■ What needs to be done
Answer these questions about the review of More Watery Still:
1. In what year was the collection published?
2. Which poem contains the line "This is a tobacco jar though we've always used it for honey"?
3. How many comments does the page list under the review?

::: Document excerpt :::

Sunday, July 27, 2008

Patricia Young's "More Watery Still"

Patricia Young's 1993 poetry collection, More Watery Still, colours with anecdote and reminiscence a warm mix of sexuality, commonplace aesthetic appreciation, and familial pangs. It's always a danger speaking in the authorial "I" when the experiences are straightforward rather than a lever for metaphor, but Young manages, through honest emotion, arresting and lucid images and attention to demarcations of personality, to infuse her reveries with, what could easily have sunk to the banal and bathetic, moving collisions of people at circumstantial cross purposes.

The volume's first two efforts -- "When The Body Speaks To The Heart It Says" and "Tobacco Jar, 1867" -- are unusual for what follows: complex paeans to the body (the former-- "Waist-deep I stop in salal, I am trying to be /ruffed as a grouse") and to beauty/art transcending harsh reality (the latter--"This is a tobacco jar though we've always used it for honey").

In these suffocationg decades of mistrust of emotion -- no, of derision for even the possibility of experiencing deep feeling, let alone being able to convey it in affecting encryption -- it's wonderful to read a poet who not only seems to not argue against the obsession with dryness, with insoluble elliptical language games, but who seems blissfully unaware of that faddishness masking as profundity. In fact, I admire and even envy those poets who insouciantly write their poems without reference to those needless agonies, and I support that it's not only not necessary to know a thing about the contemporary history of such, but that it even saves time and angst negotiating with its existence in abstract inconsequentialities.

So "bravo!" to Young when she lays down lines such as "it's my fierce attitude you hate,/O my girl, I/hate it too" and "...I am crazy/for your kisses, the way/you dole them out/like Black/Magic/chocolates ...". Some, perhaps many, would scoff at the sentiment, and it's true that these, and other lines, won't ever be enshrined in a "Best Of ...." modern anthology, but I like the proportion, the clever depiction of fleeting memory, sharply etched. As against so many of what I've been reading lately, Canadian poetry where the strain to be ineffable on every line becomes nauseous, these are lines that ask to be experienced with a little salt, a little lemon, and a little sun, pleasing, and lingering for a while, perhaps to be recalled in a future idle outdoors moment.

8 comments:

Toast said...

Good god, man, what does, "I support that it's not only not necessary to know a thing about the contemporary history of such, but that it even saves time and angst negotiating with its existence in abstract inconsequentialities" mean? Are there abstract inconsequentialities more abstractly inconsequential than that there sentence you just posted? If there are, I support them.

Anonymous said...

It seems obvious to me that Brian is MOCKING Patricia Young and her awful poetry.

Anonymous said...

Hey, toast, thanks for the link. (As the old saying goes, say anything you want about me, but just remember to spell my name correctly. There is no middle "j".)

::: Record set :::

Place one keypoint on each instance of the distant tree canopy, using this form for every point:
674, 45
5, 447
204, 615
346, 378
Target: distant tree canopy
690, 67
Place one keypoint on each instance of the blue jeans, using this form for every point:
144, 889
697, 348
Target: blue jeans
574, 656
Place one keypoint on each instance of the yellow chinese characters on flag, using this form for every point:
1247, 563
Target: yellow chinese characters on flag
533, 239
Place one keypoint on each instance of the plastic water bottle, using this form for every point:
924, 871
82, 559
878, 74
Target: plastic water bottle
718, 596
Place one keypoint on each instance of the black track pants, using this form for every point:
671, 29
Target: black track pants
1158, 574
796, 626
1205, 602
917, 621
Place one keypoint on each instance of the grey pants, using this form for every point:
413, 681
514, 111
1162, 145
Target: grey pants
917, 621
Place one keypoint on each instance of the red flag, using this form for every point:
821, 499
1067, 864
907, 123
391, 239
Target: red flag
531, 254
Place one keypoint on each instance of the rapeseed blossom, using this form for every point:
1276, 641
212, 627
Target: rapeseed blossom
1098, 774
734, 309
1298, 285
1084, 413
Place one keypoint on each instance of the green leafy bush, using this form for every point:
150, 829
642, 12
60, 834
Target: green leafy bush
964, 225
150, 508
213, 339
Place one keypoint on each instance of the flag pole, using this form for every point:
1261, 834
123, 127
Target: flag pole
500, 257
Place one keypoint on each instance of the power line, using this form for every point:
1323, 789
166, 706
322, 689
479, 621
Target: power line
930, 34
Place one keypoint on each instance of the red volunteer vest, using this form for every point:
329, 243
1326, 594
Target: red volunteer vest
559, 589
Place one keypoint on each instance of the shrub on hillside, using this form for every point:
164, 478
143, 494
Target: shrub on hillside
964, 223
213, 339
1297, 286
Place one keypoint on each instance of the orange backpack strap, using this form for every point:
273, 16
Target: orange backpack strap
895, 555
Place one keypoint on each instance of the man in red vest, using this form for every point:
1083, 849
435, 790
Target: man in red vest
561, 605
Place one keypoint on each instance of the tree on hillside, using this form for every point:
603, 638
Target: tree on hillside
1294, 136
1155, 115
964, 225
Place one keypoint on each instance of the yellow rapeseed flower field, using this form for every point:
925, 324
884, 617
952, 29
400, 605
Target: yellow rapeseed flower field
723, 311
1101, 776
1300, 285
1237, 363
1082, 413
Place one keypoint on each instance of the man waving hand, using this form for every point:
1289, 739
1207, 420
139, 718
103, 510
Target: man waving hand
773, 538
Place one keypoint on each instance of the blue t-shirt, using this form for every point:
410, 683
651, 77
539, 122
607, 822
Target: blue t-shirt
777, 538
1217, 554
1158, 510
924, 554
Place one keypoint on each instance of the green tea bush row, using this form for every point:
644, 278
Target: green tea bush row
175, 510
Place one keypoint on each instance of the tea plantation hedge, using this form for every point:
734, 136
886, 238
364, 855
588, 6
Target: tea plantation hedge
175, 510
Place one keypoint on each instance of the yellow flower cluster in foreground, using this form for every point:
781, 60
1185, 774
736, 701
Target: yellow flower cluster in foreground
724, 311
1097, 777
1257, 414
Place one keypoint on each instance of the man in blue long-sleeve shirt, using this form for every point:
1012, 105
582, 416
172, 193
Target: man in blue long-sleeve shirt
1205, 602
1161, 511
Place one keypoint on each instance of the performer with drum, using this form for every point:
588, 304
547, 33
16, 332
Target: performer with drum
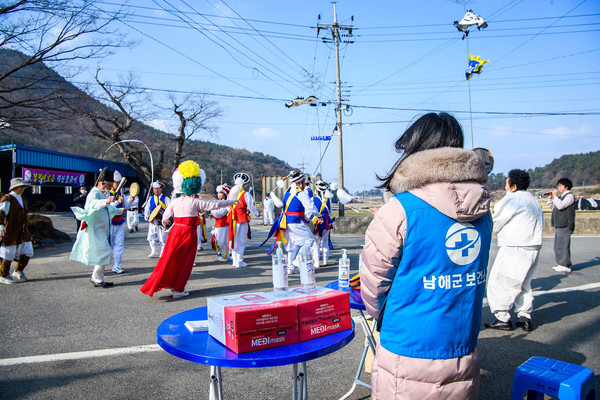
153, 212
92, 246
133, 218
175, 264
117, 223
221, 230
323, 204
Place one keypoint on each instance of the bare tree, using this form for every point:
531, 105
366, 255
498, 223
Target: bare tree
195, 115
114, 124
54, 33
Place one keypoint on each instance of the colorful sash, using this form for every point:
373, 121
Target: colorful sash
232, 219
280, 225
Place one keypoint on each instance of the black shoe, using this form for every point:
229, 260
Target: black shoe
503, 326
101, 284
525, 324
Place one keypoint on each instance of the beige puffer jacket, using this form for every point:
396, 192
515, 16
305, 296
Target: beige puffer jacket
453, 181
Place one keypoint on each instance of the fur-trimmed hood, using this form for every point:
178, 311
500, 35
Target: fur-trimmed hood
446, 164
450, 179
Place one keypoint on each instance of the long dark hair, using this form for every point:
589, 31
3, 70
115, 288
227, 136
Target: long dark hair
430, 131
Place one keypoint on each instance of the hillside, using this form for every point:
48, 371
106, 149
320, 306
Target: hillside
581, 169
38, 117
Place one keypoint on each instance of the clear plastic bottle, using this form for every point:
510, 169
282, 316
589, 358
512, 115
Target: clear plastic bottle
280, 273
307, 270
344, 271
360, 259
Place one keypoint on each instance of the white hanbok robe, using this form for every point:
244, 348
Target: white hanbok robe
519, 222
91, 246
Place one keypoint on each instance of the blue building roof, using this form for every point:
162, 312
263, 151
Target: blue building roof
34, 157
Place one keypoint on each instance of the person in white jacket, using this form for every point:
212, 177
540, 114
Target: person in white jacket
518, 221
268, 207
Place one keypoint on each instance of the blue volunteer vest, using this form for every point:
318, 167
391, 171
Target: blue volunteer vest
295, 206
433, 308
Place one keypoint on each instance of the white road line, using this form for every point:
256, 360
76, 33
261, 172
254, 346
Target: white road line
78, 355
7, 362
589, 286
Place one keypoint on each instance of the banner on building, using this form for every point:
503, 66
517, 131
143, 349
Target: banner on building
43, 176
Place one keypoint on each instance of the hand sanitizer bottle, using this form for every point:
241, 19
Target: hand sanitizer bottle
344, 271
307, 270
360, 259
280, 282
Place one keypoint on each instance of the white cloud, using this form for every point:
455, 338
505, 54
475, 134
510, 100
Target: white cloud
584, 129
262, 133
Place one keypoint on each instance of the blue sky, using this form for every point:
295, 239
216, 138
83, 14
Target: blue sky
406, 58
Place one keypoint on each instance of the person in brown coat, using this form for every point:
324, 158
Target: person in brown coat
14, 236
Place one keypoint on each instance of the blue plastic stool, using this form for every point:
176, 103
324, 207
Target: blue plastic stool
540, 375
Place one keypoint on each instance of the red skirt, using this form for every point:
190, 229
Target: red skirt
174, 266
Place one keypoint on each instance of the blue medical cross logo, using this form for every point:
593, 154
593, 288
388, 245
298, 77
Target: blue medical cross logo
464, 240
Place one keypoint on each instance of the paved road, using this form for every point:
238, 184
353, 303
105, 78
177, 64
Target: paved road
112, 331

:::

■ Your response
1. 1993
2. "Tobacco Jar, 1867"
3. 8